▶ _EXCERPT_
__________________________________________________
Re: Explaining the benefits of http-range14 (was Re: [HTTP-range-14] Hyperthing: Semantic Web URI Validator (303, 301, 302, 307 and hash URIs) )

Leigh and all, hello.

On 2011 Oct 21, at 12:52, Leigh Dodds wrote:

> Hi,
> 
> On 21 October 2011 08:47, Dave Reynolds <dave.e.reynolds@gmail.com> wrote:
>> ...
[...]
>> Suppose you have been using http://example.com/lovelypictureofm31 to denote
>> M31. Some data consumers use your URI to link their data on M31 to it. Some
>> other consumers started linking to it in HTML as an IR (because they like
>> the picture and the accompanying information, even though they don't care
>> about the RDF). Now you have two groups of users treating the URI in
>> different ways. This probably doesn't matter right now but if you decide
>> later on you need to separate them then you can't introduce a new URI
>> (whether via 303 or content-location header) without breaking one or other
>> use. Not the end of the world but it's not a refactoring if the test cases
>> break :)

[...]
> But I don't see how I'm breaking people linking to it as if it were an
> IR. That group of people are using my resource ambiguously in the
> first place. Their links will also still resolve to the same content.


There's always, in practice, going to be ambiguity in this space, either because data providers are ambiguous about what their URIs denote, or because data consumers misunderstand or misuse them.  The 200/303 distinction is about trying to force providers to making their URIs unambiguous (in an IR/NIR sense).
__________________________________________________
▶ _DIRECTIONS_
1. According to the email on HTTP-range-14, what is the 200/303 distinction about?
2. Carry on the email about HTTP-range-14 and URI ambiguity, starting after its final sentence.

▶ _Pointing records_
__________________________________________________
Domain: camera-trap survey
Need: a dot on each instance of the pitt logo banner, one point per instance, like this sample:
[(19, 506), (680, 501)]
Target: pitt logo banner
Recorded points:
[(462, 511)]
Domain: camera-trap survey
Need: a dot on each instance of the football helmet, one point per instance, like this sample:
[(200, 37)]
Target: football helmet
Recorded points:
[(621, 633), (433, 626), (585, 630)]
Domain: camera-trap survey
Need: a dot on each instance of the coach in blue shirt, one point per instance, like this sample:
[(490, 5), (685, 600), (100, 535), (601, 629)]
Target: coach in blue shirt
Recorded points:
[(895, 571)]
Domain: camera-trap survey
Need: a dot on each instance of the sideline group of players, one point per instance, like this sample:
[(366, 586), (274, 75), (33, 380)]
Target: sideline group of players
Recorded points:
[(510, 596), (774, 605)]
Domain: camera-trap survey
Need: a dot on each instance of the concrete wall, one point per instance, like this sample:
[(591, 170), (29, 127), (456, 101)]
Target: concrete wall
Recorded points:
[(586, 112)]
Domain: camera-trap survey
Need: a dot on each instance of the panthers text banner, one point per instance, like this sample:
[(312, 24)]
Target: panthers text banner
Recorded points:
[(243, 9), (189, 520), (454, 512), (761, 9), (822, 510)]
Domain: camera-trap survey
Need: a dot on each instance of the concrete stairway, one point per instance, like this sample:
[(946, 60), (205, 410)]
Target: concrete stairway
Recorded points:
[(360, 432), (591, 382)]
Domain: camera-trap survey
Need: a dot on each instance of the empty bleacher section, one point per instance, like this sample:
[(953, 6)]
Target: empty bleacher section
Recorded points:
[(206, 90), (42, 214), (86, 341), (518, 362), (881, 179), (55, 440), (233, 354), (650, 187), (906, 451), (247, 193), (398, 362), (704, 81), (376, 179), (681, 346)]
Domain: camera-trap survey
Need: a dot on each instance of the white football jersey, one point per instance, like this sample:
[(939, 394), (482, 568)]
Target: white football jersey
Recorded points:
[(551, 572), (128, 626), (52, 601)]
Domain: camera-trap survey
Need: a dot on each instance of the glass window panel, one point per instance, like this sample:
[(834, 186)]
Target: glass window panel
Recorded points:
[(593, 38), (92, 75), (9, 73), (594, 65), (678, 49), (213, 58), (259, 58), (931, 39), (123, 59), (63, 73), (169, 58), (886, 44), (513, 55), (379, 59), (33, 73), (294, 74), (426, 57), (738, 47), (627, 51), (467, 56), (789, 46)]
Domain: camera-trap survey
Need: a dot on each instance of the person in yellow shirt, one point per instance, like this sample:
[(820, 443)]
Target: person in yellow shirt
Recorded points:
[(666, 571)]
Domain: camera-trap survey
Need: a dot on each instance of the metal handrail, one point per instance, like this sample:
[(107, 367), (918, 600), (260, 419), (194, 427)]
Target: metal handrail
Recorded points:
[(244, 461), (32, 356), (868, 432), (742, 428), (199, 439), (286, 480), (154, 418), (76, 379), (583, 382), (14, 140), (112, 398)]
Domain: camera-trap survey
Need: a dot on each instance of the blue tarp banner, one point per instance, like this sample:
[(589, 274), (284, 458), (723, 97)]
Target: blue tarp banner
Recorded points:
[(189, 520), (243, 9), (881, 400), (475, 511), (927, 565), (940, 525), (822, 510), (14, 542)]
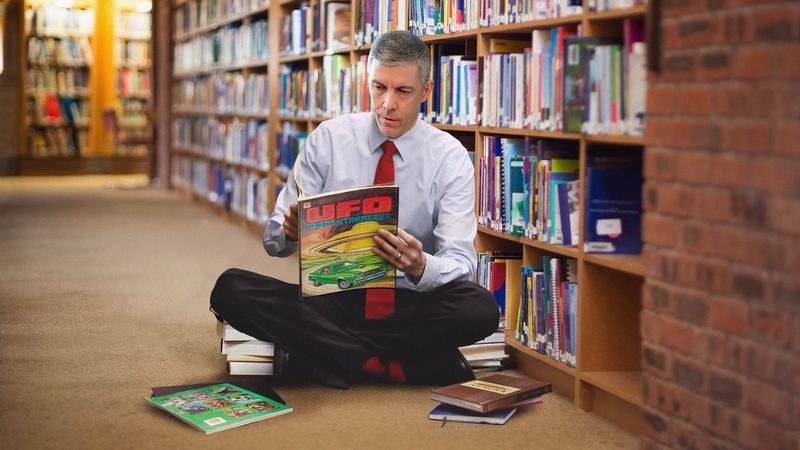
__________________________________________________
▶ _THE RESPONSES_
1. It is about trying to force data providers to make their URIs unambiguous in an IR/NIR sense.

2.
It's starting to sound, to me, as if the costs of this are subtle but messily real, and may well outweigh the benefits of a goal which is receding as more information providers produce ambiguous URIs, simply because their priorities are elsewhere (for example OGP or Facebook, if I'm understanding those two examples correctly).  This is an argument for conceding defeat on the 200/303 thing.

I think we've been here before.

Back in November 2010, there was a thread about Ian Davis's suggestion that NIRs should simply return RDF with a 200, explaining in that RDF that they're NIRs <http://blog.iandavis.com/2010/11/04/is-303-really-necessary/>.  My understanding of that was <http://lists.w3.org/Archives/Public/public-lod/2010Nov/0115.html>:

> httpRange-14 requires that a URI with a 200 response MUST be an IR; a URI with a 303 MAY be a NIR.
> 
> Ian is (effectively) suggesting that a URI with a 200 response MAY be an IR, in the sense that it is defeasibly taken to be an IR, unless this is contradicted by a self-referring statement within the RDF obtained from the URI.

The list of references after that message provide very interesting reading (the whole thread is good, and this current one is recapitulating lots of it).  David Booth, in a couple of messages including <http://lists.w3.org/Archives/Public/public-lod/2010Nov/0235.html>, focuses on the ambiguity created by Ian's suggestion.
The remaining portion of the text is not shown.